「of the goalpost」がある行から記録の最後までを、空行は抜いて番号付きリストとして書き出してください。画像は入れないでください。

>>>

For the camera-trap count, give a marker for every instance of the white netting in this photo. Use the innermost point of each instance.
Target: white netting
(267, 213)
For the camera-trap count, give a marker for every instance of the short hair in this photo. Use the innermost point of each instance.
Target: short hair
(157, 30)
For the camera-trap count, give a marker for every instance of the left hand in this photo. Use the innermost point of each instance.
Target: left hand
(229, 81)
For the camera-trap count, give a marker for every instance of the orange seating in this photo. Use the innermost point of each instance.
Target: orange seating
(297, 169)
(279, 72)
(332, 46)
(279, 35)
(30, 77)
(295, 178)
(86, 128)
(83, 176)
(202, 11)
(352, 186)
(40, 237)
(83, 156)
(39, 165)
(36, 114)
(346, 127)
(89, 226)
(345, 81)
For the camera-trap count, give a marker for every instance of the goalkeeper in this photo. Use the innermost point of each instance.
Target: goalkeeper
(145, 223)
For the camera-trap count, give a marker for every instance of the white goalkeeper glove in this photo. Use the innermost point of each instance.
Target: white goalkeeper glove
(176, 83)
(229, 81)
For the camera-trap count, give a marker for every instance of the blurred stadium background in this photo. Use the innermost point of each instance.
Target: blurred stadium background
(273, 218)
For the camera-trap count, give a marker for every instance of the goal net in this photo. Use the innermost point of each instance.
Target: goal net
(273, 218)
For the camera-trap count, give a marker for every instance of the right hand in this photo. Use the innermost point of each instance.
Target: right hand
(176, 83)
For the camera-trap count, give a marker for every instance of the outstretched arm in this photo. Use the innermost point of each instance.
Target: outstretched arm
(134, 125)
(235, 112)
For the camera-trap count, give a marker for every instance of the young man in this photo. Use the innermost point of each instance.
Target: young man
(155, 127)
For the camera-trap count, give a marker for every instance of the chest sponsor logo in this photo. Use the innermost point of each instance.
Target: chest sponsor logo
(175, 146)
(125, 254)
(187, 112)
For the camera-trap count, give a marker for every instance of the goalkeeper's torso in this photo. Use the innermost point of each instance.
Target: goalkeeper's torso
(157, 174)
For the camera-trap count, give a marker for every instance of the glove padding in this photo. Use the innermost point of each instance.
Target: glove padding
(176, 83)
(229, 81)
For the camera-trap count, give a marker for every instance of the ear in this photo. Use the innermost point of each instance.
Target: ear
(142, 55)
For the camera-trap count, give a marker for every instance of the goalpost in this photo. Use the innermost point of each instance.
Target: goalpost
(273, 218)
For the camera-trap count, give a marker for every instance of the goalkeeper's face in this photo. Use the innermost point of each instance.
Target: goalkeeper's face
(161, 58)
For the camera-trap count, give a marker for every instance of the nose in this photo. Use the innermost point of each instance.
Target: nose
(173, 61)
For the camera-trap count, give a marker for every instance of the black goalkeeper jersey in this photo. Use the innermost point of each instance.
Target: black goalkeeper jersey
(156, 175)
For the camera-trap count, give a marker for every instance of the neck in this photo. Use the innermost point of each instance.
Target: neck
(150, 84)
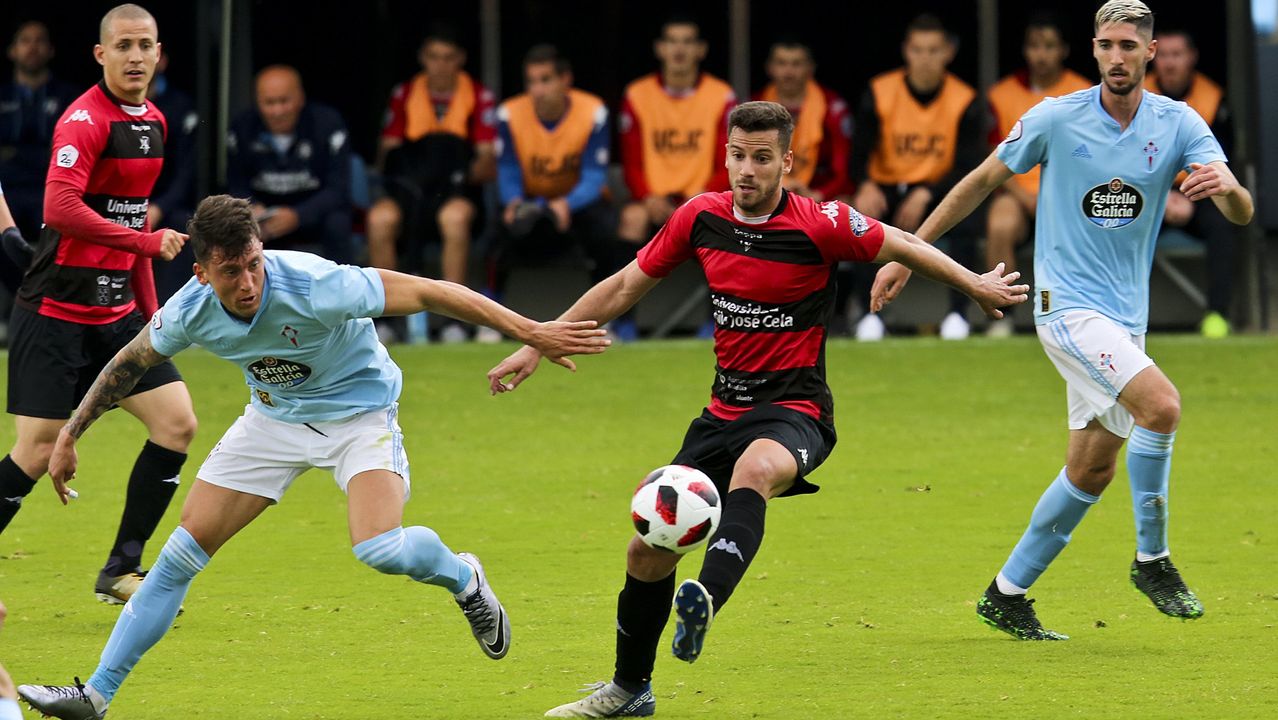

<<<

できあがり ::
1. For the camera-trap count, give a marker for every instance of the goalpost in this photo. Use the innermost point of each instance.
2. Target: goalpost
3. (273, 218)
4. For the camera-trap count, give a marker for every instance of the goalkeeper's face in this photo. Use the innermost point of each instance.
5. Target: goalkeeper's face
6. (161, 58)
7. For the camera-trap count, give a marker for every instance of the nose in this photo. Use the innermost point of each instance.
8. Target: nose
9. (173, 61)
10. For the camera-trap count, give a marker for every instance of the black goalkeeper jersey in this photo. Use the innermost point of each instance.
11. Target: black goalkeeper jersey
12. (156, 175)
13. For the camera-trap count, give a marker for every instance of the neck in this photo. Use the innermost point of each instance.
14. Target: neck
15. (150, 84)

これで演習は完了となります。